Please reproduce, word for word, the part of the text on recovering from infidelity that opens with the words containing "Nevertheless, I was" and closes with "so many people.".

▶ QUOTED PASSAGE:

-=-=-=-=-

Nevertheless, I was relieved to read about the fourth phase. I do believe I will get through the third phase and eventually everything will be fine. I just know that our relationship will be so much more fragile now. I worry that the pain and betrayal I feel and will feel will change me as a person. I used to be a confident, sure, trusting, sincere, caring, etc., person but I am afraid this incident will cause me to not really care about anyone or trust anyone but my three children. I know I already look at people differently and I do not like it.


Enough of my rambling. I just wanted to say I am glad I came across your web site. Judging by some of the comments on your site that you have helped so many people.


Thank you for your time!

___________

The goal of this website is to give support to people who are facing problems in their relationship related to cheating, abuse and narcissism. I am living in Europe and English is not my native language, I wish you will excuse me if I make some grammatical errors. I have a background in neuroscience and behavioral sciences and I am currently doing brain research related to these topics in university in my home country. I decided to write in English because I wish to reach as many people as I can around the world.

____________

 

Dear Friend,

Thank you for your email. I am glad to hear my website has been helpful for you. It is natural to go through the emotions you described in your letter. So many people who have experienced cheating in a relationship are asking themselves the very same questions you are asking. At some point during the recovery period we are all wondering is it worth it to continue the relationship and are we ever going to be able to trust our spouse again.

Each situation is different and the answers we come up with depend on our own personality, the personality of our spouse and on our current life situation. The most important thing is to be honest to ourselves. If it seems that years go by and one is unable to restore the trust and regain happiness in a relationship, it is time to admit that the damages are too extensive and that both parties are happier if they go their separate ways.

-=-=-=-=-

Recorded entries
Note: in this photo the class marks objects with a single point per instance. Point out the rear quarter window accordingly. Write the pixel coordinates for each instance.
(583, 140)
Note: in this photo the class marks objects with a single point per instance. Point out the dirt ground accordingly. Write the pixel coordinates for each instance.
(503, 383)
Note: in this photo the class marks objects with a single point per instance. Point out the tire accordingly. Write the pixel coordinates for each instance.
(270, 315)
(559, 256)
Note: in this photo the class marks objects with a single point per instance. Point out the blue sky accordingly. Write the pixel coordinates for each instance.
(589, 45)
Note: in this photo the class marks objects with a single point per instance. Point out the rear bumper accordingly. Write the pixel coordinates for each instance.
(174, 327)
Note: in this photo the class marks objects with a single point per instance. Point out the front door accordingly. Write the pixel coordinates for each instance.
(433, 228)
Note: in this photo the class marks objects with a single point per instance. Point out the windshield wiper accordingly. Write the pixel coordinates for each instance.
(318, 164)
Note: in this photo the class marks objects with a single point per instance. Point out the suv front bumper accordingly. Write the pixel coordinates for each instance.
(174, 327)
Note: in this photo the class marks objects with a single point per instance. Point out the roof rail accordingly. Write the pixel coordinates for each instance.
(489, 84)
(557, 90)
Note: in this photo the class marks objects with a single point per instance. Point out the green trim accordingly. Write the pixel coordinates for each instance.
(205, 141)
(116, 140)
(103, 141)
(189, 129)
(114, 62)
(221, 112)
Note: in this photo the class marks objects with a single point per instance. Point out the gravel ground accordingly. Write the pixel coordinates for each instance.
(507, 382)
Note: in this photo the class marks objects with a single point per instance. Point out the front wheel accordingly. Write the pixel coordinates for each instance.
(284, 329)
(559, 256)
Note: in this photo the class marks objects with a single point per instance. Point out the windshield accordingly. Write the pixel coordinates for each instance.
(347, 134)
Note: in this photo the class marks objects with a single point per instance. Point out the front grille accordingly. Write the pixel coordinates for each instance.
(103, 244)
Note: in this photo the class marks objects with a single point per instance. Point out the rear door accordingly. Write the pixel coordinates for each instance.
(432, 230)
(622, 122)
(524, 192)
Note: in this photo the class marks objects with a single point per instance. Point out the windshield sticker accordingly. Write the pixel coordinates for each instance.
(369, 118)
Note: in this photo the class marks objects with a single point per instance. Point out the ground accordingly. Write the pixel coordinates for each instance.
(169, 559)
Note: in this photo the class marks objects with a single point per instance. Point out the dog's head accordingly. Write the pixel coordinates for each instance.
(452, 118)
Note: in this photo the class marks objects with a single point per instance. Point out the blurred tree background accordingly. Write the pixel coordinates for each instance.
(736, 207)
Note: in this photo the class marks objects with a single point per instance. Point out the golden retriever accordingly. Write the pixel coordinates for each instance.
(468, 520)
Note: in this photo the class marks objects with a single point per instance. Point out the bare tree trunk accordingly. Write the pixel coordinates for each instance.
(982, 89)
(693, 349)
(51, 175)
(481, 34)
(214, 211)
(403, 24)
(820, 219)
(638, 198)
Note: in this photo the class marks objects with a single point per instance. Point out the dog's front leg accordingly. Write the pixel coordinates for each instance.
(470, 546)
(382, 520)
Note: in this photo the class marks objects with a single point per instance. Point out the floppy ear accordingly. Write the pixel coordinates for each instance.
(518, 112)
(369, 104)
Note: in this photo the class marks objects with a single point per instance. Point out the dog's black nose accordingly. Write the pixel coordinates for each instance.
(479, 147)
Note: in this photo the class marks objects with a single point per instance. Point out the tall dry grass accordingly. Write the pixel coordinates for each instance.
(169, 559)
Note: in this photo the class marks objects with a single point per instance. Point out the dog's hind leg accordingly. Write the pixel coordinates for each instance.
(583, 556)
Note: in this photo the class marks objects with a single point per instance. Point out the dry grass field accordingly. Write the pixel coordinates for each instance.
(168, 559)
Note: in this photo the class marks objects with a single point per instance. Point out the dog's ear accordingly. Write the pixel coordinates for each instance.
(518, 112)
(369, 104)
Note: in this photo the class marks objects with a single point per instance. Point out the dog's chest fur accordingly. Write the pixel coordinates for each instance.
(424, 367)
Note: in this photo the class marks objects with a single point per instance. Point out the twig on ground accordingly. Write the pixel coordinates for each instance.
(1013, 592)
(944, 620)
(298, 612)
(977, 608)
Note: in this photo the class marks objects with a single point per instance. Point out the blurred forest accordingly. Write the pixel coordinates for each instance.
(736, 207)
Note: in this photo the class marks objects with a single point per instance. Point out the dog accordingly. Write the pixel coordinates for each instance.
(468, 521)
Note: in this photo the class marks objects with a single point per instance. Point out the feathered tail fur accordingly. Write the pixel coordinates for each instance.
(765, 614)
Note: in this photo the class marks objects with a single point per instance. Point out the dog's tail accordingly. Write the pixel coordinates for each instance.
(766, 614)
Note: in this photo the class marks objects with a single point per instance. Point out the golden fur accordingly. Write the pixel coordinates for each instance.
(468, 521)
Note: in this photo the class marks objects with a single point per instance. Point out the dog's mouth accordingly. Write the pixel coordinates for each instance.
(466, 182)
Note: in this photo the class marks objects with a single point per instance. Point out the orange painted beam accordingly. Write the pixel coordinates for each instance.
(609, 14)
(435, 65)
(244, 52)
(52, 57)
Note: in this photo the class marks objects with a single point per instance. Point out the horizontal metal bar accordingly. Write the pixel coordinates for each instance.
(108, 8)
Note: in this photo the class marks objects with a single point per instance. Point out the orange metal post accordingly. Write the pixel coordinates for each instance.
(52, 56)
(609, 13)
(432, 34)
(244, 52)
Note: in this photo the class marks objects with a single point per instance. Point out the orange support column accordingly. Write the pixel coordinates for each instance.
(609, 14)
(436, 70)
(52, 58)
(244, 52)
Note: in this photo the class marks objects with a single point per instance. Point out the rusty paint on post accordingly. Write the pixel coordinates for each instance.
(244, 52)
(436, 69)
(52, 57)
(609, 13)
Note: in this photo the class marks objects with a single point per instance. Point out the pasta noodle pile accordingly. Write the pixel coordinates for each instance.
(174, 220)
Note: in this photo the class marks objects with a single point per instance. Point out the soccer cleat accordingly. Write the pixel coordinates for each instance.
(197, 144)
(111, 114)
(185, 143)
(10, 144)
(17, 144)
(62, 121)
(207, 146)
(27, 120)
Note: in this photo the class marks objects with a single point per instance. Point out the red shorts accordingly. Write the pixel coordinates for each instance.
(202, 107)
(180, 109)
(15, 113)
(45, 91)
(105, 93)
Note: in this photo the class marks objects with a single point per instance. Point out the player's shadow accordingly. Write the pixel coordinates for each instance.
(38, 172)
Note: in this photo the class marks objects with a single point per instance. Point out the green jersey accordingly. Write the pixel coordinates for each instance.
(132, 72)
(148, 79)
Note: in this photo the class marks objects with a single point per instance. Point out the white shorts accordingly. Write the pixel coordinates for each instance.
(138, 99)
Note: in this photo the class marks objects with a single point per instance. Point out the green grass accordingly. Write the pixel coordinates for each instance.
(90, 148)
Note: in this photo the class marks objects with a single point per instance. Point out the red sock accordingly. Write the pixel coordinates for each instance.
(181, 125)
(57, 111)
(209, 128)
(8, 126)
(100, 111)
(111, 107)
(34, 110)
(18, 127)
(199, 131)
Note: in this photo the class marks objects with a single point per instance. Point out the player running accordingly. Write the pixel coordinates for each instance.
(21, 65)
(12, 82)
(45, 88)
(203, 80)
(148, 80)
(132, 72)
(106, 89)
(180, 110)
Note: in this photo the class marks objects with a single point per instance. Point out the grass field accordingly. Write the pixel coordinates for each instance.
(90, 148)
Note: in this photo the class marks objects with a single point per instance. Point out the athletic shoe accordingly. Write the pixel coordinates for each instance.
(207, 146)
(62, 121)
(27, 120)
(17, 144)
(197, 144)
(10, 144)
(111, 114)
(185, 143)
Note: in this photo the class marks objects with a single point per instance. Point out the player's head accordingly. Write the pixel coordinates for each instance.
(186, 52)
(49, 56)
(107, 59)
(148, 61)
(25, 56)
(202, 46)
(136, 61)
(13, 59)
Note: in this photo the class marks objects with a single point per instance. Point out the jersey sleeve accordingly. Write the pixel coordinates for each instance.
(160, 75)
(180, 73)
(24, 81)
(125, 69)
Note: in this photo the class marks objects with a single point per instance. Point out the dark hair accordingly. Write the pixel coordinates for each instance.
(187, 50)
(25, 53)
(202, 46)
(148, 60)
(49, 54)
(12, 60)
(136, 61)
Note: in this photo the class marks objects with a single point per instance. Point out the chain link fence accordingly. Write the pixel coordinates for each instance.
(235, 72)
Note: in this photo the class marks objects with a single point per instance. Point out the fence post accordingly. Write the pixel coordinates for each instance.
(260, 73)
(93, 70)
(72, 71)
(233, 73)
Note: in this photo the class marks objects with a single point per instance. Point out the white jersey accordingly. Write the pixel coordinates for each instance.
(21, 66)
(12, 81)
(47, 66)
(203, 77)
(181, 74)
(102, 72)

-=-=-=-=-

▶ RESPONSE AREA:
Nevertheless, I was relieved to read about the fourth phase. I do believe I will get through the third phase and eventually everything will be fine. I just know that our relationship will be so much more fragile now. I worry that the pain and betrayal I feel and will feel will change me as a person. I used to be a confident, sure, trusting, sincere, caring, etc., person but I am afraid this incident will cause me to not really care about anyone or trust anyone but my three children. I know I already look at people differently and I do not like it.


Enough of my rambling. I just wanted to say I am glad I came across your web site. Judging by some of the comments on your site that you have helped so many people.